#### Textauszug:
══════════════════════════════
Die russische Duma will Atomabrüstungsverhandlungen blockieren, sollten die USA an ihrer geplanten Raketenabwehr festhalten. Die Lage ist ernst: 25.000 nukleare Sprengköpfe soll es zur Zeit auf der Welt geben.

Von Andrea Rehmsmeier |
    Wenigstens der russische Winter scheint Hillary Clinton einen schönen Empfang bereiten zu wollen: Der Himmel strahlend und blau, die Luft klar und kalt. Und auch die Moskauer, die gestern beim Schaufensterbummel über den Arbat schlenderten, ließen sich von Atombomben, zwischenstaatlichem Machtgerangel und einem aufmüpfigen Parlament nicht den Feierabend verderben. Ein älterer Passant:

    "Einfache Bürger wie wir – was haben wir damit zu tun, was die Duma da ratifiziert oder nicht? Das ist eine andere Welt. Abrüstung ist eine gute Sache. Und was diese Funktionäre sich da ausdenken – daran können wir nichts ändern. Uns fragen sie doch nicht! Wir sind für den Frieden!"

    Der Arbat, die berühmte Moskauer Einkaufsstraße, ist auch Anziehungspunkt für viele Ausländer. Hier kann man Spanisch, Finnisch und Deutsch hören – besonders oft jedoch Englisch. Eine Passantin aus den USA, die in Moskau für die russisch-amerikanischen Kulturaustausch arbeitet, kennt die Befindlichkeiten auf beiden Seiten. Doch für die Abrüstungsverhandlungen interessiert auch sie sich nur am Rande.

    "Die Amerikaner interessieren sich für Jobs, Jobs – und für Terroristen. Für Russland ist immer noch Amerika der Feind, aber für Amerika ist das längst der radikale Islam, der Terrorismus – und immer mehr auch das was von innen kommt: Die Politik der Konzerne, die Zerstörung der Mittelschicht. Russland haben die Amerikaner gar nicht mehr auf ihrer Landkarte!"
══════════════════════════════
#### Zu bearbeiten:
1 – Prüfen Sie, ob die folgenden Aussagen mit dem Textauszug über die russisch-amerikanischen Abrüstungsverhandlungen übereinstimmen, und belegen Sie jede Antwort mit einem wörtlichen Zitat: (a) Weltweit soll es derzeit 25.000 nukleare Sprengköpfe geben. (b) Die Passantin aus den USA verfolgt die Abrüstungsverhandlungen mit großem Interesse. (c) Auf dem Arbat ist besonders häufig Englisch zu hören.
2 – Setzen Sie den Textauszug über die russisch-amerikanischen Abrüstungsverhandlungen im Anschluss an seinen letzten Satz fort.
Für die Bearbeitung wird das Material nicht gebraucht.

#### Gesammeltes Material:
══════════════════════════════
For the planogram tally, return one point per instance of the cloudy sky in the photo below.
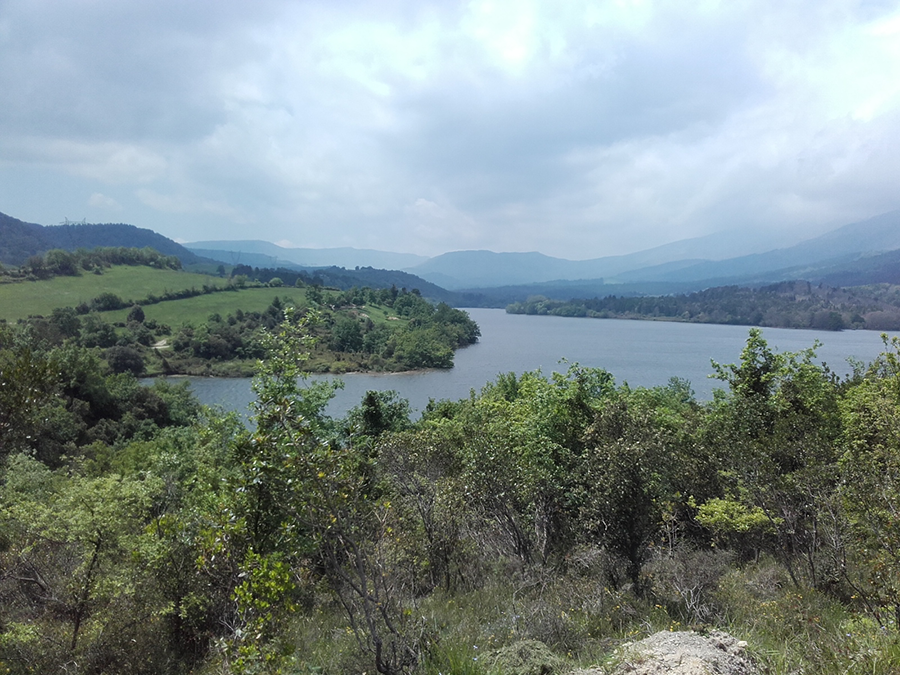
══════════════════════════════
#### Lösungen je Aufgabe:
1 –
(a) Ja: „25.000 nukleare Sprengköpfe soll es zur Zeit auf der Welt geben.“
(b) Nein: „Doch für die Abrüstungsverhandlungen interessiert auch sie sich nur am Rande.“
(c) Ja: „Hier kann man Spanisch, Finnisch und Deutsch hören – besonders oft jedoch Englisch.“

2 –
    Dabei ist die Lage ernst. 25.000 nukleare Sprengköpfe soll es zur Zeit auf der Welt geben. Und die Begehrlichkeiten wachsen: Nicht nur der Iran, auch Ägypten, Saudi-Arabien und die Türkei würden gerne in die exklusive Riege der Atombomben-Mächte aufsteigen. Höchste Zeit für die USA und Russland, den im Dezember ausgelaufenen Abrüstungsvertrag START I zu erneuern und damit ein gemeinsames Zeichen gegen die unkontrollierte Ausbreitung dieser immens teuren und umweltschädlichen Massenvernichtungswaffen zu setzen. Doch stattdessen: Raketenabwehr-Pläne bei den Amerikanern, Abrüstungsblockade auf Seiten des russischen Parlaments – der Duma. Droht gar eine Rückkehr in den Kalten Krieg? Auf keinen Fall, glaubt der politische Analyst Konstantin von Eggert.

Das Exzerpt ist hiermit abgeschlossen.